-- Entries start --

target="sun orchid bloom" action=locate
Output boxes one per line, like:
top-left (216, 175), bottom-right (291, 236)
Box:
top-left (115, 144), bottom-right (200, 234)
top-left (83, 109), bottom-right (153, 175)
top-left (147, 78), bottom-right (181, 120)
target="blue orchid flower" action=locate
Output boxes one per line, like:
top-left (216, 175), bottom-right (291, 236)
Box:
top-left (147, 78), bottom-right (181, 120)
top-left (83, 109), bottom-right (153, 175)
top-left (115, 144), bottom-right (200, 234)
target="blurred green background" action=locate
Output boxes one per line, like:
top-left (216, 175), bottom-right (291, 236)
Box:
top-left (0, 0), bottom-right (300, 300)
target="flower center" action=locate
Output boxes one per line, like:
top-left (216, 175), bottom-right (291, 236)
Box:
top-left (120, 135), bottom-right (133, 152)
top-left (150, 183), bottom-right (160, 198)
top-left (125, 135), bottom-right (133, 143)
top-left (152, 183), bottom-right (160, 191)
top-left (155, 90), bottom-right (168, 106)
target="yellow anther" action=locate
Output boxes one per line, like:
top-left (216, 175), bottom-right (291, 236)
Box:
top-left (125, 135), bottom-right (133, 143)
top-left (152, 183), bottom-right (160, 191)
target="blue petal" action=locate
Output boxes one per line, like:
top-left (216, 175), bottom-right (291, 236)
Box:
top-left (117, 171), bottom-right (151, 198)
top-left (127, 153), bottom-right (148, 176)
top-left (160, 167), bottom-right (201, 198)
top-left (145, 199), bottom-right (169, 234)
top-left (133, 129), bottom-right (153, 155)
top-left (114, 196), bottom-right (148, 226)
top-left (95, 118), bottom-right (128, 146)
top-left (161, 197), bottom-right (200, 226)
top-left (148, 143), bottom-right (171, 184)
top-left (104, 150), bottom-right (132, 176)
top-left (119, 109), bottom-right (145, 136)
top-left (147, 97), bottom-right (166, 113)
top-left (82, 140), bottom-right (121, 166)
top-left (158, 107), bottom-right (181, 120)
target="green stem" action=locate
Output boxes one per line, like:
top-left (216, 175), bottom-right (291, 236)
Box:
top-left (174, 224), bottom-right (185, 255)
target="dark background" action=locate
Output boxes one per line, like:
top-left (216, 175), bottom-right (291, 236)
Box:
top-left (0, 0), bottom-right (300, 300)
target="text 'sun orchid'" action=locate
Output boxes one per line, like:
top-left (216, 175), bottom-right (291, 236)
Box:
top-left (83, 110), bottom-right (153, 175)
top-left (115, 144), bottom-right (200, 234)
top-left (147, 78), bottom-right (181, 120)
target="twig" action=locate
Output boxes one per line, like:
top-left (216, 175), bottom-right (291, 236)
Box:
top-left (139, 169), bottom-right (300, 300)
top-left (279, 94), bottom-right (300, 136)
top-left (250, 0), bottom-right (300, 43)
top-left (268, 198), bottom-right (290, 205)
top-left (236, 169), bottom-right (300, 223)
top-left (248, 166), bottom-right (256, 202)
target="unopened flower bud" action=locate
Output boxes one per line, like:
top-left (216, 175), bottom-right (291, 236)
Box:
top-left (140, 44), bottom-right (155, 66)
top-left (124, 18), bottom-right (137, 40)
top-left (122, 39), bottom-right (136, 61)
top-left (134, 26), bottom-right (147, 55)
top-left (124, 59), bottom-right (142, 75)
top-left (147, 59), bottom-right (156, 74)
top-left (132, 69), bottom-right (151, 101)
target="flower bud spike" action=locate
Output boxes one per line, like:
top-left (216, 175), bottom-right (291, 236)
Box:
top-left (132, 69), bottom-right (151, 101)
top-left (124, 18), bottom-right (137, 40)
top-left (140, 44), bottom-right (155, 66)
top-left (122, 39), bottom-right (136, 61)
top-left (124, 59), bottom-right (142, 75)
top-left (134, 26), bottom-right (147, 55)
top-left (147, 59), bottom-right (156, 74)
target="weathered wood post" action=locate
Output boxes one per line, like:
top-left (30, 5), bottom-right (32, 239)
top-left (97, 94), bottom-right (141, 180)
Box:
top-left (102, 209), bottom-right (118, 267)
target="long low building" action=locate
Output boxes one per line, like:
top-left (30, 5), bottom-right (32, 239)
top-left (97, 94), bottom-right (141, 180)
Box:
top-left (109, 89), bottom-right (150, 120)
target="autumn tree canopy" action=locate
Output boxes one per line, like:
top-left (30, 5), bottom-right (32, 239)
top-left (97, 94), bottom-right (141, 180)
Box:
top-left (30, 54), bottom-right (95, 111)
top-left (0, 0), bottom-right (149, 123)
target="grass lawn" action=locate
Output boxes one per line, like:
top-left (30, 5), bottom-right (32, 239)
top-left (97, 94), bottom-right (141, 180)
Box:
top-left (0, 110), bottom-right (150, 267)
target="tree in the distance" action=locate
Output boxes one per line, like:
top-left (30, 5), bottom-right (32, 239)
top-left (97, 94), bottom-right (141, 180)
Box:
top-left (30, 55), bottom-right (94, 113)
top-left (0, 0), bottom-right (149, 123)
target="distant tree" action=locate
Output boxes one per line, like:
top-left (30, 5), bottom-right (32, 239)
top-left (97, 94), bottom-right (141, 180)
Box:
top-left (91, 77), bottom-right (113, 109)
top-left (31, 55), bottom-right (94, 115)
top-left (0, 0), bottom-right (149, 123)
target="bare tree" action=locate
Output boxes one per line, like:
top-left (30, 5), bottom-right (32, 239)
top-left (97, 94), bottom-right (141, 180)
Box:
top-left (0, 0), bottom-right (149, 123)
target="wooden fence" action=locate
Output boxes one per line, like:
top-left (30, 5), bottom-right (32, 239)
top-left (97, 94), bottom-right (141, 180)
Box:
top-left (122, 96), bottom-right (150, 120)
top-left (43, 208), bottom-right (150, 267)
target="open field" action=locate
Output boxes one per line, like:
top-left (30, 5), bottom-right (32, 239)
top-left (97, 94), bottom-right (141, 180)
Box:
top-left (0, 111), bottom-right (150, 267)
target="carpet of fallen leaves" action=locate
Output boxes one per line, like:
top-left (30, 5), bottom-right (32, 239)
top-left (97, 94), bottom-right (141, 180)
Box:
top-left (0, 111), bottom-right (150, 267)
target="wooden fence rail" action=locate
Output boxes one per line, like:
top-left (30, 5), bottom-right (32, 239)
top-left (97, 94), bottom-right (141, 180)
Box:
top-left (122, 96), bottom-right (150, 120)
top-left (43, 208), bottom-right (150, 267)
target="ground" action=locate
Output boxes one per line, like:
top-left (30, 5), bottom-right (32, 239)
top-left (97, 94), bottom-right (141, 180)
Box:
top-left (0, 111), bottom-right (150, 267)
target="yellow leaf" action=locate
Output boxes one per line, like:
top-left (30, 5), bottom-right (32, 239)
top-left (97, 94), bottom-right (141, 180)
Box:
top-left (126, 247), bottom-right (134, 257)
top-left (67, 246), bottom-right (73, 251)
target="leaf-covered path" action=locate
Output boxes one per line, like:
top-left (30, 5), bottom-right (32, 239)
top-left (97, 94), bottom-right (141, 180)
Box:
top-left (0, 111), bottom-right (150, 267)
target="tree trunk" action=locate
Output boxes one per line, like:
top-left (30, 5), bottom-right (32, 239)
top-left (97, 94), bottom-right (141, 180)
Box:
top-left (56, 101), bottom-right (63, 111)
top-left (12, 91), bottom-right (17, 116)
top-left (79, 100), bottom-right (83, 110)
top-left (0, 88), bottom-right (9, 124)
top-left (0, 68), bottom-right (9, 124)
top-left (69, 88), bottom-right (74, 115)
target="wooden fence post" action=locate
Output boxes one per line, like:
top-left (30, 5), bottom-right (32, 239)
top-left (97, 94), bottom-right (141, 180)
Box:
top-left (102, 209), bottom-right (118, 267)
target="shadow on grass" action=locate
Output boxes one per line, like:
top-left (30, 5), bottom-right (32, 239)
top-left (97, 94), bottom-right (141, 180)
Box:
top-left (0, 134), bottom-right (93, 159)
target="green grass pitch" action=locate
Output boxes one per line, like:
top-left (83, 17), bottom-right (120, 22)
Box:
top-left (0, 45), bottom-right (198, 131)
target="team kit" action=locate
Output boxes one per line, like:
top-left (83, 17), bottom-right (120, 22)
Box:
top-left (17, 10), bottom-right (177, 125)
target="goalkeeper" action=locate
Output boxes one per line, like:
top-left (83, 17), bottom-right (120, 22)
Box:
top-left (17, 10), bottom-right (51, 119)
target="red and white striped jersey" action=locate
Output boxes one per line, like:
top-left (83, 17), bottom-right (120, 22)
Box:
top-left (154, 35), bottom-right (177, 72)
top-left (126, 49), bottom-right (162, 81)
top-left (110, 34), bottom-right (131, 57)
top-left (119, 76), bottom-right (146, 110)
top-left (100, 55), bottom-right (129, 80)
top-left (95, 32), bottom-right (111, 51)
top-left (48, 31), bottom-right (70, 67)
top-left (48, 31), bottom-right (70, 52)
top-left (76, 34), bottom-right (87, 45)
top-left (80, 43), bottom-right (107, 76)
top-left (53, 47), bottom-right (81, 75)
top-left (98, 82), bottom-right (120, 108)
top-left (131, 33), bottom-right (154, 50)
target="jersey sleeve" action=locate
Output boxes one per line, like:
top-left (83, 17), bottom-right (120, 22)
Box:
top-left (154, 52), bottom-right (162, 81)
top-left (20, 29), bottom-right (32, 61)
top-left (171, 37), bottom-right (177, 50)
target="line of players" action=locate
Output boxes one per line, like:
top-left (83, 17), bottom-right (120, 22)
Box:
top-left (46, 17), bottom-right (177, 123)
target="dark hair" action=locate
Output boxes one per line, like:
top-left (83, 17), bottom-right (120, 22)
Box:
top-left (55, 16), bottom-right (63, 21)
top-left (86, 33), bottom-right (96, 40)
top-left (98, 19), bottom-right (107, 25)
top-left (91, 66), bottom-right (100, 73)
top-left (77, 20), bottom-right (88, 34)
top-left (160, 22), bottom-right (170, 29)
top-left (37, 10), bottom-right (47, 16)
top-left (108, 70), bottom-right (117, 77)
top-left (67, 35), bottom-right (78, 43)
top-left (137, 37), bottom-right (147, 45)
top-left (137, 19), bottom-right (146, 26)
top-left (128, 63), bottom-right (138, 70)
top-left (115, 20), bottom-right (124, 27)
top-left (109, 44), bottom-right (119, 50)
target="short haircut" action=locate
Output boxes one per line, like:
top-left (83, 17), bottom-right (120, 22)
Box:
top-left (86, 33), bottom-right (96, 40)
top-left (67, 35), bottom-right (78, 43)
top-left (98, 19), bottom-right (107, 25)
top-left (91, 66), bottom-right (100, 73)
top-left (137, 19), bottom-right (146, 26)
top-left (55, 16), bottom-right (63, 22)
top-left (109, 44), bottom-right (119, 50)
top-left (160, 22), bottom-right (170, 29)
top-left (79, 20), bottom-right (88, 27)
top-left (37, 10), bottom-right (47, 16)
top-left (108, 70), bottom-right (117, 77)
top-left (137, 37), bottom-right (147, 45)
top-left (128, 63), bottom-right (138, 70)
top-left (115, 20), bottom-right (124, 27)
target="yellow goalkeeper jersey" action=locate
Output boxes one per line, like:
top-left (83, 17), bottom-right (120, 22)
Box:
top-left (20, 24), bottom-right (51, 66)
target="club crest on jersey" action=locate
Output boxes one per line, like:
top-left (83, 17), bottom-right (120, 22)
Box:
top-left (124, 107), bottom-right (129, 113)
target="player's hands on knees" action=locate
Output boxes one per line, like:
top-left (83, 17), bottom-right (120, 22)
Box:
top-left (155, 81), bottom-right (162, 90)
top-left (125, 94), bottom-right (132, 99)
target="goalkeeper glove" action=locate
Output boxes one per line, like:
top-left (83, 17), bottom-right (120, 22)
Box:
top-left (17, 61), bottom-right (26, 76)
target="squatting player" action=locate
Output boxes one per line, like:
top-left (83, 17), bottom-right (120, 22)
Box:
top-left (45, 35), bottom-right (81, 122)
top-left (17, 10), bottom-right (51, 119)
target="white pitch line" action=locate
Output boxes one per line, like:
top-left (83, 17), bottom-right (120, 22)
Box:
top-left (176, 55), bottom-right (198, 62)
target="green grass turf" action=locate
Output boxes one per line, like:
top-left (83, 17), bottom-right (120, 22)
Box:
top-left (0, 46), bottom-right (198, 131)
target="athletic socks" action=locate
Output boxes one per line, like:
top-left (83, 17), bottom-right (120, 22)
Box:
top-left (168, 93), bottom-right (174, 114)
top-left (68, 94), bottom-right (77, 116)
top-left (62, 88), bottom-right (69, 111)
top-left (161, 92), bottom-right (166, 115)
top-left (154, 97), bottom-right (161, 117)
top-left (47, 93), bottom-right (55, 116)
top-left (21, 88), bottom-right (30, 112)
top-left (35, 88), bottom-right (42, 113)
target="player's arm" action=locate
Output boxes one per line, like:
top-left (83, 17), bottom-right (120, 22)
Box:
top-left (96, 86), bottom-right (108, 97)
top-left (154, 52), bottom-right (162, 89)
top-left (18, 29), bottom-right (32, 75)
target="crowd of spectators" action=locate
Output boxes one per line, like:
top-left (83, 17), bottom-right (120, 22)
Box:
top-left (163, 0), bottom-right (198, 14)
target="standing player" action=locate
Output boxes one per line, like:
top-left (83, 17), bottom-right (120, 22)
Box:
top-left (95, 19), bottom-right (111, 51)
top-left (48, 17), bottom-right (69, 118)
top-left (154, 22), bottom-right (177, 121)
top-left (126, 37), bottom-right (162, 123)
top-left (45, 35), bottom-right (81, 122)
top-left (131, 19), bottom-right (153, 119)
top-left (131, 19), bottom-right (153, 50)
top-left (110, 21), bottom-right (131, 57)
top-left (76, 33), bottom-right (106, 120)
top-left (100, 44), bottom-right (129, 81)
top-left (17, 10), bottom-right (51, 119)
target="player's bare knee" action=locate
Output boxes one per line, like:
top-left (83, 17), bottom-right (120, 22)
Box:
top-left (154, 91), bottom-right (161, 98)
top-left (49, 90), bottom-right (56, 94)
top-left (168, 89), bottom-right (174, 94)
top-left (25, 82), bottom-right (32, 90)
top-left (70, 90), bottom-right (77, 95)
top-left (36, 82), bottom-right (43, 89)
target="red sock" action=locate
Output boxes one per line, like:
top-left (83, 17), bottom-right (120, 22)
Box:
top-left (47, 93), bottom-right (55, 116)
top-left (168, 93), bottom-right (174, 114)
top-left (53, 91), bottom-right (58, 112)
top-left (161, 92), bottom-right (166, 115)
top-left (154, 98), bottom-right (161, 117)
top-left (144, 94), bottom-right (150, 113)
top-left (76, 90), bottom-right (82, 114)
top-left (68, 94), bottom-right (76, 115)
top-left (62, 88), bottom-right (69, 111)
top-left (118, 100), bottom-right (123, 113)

-- Entries end --

Your instructions: Show every line in the data above that contains the word "background". Case counts.

The completed task:
target="blurred green background" action=locate
target="dark background" action=locate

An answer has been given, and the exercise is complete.